Data provided section start

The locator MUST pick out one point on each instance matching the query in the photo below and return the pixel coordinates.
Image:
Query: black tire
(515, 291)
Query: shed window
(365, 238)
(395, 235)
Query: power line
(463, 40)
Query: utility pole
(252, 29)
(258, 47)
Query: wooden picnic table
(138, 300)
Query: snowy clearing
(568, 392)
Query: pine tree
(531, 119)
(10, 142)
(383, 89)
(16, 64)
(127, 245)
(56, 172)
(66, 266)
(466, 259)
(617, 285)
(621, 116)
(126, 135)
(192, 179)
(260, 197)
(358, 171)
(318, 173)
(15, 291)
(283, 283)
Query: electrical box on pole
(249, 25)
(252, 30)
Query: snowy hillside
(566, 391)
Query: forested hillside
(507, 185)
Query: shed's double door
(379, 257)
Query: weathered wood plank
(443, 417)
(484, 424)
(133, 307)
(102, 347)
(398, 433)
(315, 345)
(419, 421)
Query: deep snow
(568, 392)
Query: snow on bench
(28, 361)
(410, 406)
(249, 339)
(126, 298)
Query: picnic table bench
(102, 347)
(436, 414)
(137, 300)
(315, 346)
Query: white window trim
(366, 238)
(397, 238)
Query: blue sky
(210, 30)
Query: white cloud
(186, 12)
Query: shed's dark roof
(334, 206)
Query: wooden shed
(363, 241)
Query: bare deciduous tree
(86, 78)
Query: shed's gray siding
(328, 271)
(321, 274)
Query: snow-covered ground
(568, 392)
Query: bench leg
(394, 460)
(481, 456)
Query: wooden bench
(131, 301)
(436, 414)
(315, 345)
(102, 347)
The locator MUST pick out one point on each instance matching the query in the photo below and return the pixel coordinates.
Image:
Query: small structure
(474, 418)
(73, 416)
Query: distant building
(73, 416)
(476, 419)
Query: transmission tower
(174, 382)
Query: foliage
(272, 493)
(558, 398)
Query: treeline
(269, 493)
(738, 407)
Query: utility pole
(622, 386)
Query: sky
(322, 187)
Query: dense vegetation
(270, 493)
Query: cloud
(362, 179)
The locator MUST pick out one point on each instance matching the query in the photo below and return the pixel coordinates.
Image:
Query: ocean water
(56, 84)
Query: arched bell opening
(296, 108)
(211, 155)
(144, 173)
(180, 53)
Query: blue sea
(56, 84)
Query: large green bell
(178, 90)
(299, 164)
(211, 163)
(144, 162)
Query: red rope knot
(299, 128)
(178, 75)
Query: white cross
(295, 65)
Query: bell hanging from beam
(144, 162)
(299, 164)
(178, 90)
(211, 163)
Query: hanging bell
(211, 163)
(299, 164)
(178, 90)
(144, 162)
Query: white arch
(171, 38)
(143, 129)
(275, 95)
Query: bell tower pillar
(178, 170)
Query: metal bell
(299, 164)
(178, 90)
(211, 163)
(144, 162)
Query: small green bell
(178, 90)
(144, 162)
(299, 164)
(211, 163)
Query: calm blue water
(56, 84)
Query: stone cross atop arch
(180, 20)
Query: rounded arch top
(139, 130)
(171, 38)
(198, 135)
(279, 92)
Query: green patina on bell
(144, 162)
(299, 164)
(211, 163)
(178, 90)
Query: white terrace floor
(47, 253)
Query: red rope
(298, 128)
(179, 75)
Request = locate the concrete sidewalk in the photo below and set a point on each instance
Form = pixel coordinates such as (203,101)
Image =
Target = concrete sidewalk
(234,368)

Data provided section end

§ Description of the task:
Every record must be transcribed exactly, with no line skipped.

§ Finished task:
The locator MUST pick out one point on each instance matching the query in the photo below and return the pixel coordinates.
Image:
Query: black tire
(515, 291)
Query: shed window
(365, 238)
(395, 235)
Query: power line
(463, 40)
Query: utility pole
(252, 29)
(258, 47)
Query: wooden picnic table
(138, 300)
Query: snowy clearing
(568, 392)
Query: pine tree
(531, 119)
(10, 142)
(383, 89)
(16, 64)
(127, 245)
(56, 172)
(66, 266)
(466, 259)
(617, 285)
(621, 116)
(126, 135)
(192, 179)
(260, 197)
(358, 171)
(318, 173)
(15, 291)
(283, 283)
Query: electrical box on pole
(249, 25)
(252, 30)
Query: snowy hillside
(566, 391)
Query: forested hillside
(507, 185)
Query: shed's double door
(379, 257)
Query: weathered wood plank
(443, 417)
(484, 424)
(133, 307)
(102, 347)
(398, 433)
(315, 345)
(419, 421)
Query: deep snow
(568, 392)
Query: snow on bench
(28, 361)
(410, 406)
(249, 339)
(126, 298)
Query: picnic table bench
(102, 347)
(436, 414)
(137, 300)
(315, 346)
Query: white window trim
(366, 238)
(397, 238)
Query: blue sky
(210, 30)
Query: white cloud
(186, 12)
Query: shed's dark roof
(334, 206)
Query: wooden shed
(363, 241)
Query: bare deciduous tree
(86, 78)
Query: shed's gray siding
(328, 271)
(321, 274)
Query: snow-covered ground
(568, 392)
Query: bench leg
(394, 460)
(481, 456)
Query: wooden bench
(131, 301)
(436, 414)
(315, 345)
(102, 347)
The locator MUST pick out one point on each instance matching the query in the photo below and return the pixel coordinates.
Image:
Query: small structure
(474, 418)
(73, 416)
Query: distant building
(73, 416)
(476, 419)
Query: transmission tower
(174, 382)
Query: foliage
(272, 493)
(558, 398)
Query: treeline
(269, 493)
(738, 407)
Query: utility pole
(622, 386)
Query: sky
(322, 187)
Query: dense vegetation
(270, 493)
Query: cloud
(362, 179)
The locator MUST pick out one point on each instance matching the query in the photo below and return the pixel coordinates.
Image:
Query: ocean water
(56, 84)
Query: arched bell opening
(296, 108)
(211, 155)
(144, 173)
(180, 53)
Query: blue sea
(56, 84)
Query: large green bell
(178, 90)
(299, 164)
(211, 163)
(144, 162)
Query: red rope knot
(299, 128)
(178, 75)
Query: white cross
(295, 65)
Query: bell hanging from beam
(144, 162)
(299, 164)
(178, 90)
(211, 163)
Query: hanging bell
(211, 163)
(299, 164)
(178, 90)
(144, 162)
Query: white arch
(171, 38)
(143, 129)
(275, 95)
Query: bell tower pillar
(178, 170)
Query: metal bell
(299, 164)
(178, 90)
(211, 163)
(144, 162)
Query: small green bell
(178, 90)
(144, 162)
(299, 164)
(211, 163)
Query: calm blue water
(56, 84)
Query: stone cross atop arch
(180, 20)
Query: rounded arch top
(139, 130)
(171, 38)
(198, 135)
(279, 92)
Query: green patina on bell
(144, 162)
(299, 164)
(211, 163)
(178, 90)
Query: white terrace floor
(47, 253)
Query: red rope
(298, 128)
(179, 75)
Request = locate the concrete sidewalk in the photo below and set a point on each instance
Form = pixel coordinates such as (203,101)
Image =
Target = concrete sidewalk
(234,368)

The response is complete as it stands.